» **What the exercise asks**: Write out the rows below word for word, starting at the line containing "I need to verify whether any pearl" and continuing through the last line of the rows, with both ends included.

» **Records for the exercise**:
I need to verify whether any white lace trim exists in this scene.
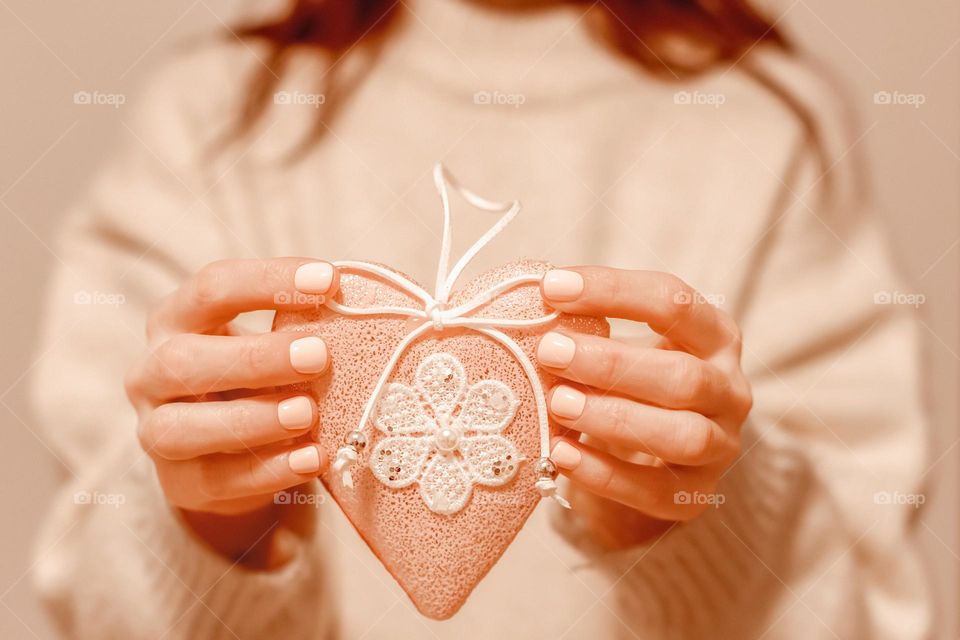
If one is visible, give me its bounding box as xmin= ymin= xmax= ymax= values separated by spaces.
xmin=369 ymin=352 xmax=523 ymax=515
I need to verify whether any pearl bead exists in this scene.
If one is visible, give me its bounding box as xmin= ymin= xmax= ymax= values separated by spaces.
xmin=436 ymin=427 xmax=460 ymax=451
xmin=343 ymin=431 xmax=367 ymax=449
xmin=537 ymin=458 xmax=558 ymax=480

» **Solution to this problem**:
I need to verify whether any pearl bead exists in this scene.
If one is visible, give me its bounding box as xmin= ymin= xmax= ymax= values separated by spaces.
xmin=436 ymin=427 xmax=460 ymax=451
xmin=343 ymin=431 xmax=367 ymax=449
xmin=537 ymin=458 xmax=558 ymax=480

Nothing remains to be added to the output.